REQUIRED WORK: Return every line of the items below verbatim, but leave out the pictures.

[START RECORDS SUPPLIED]

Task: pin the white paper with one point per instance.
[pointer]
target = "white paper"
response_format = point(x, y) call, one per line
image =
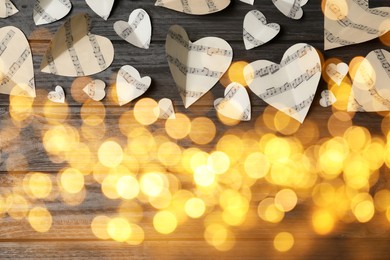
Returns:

[END RECORDS SUPPLIED]

RESPONSE FOR THIS EXERCISE:
Task: pin the white paper with one point per instance.
[pointer]
target = "white paper"
response_format = point(x, y) call, one per line
image =
Returns:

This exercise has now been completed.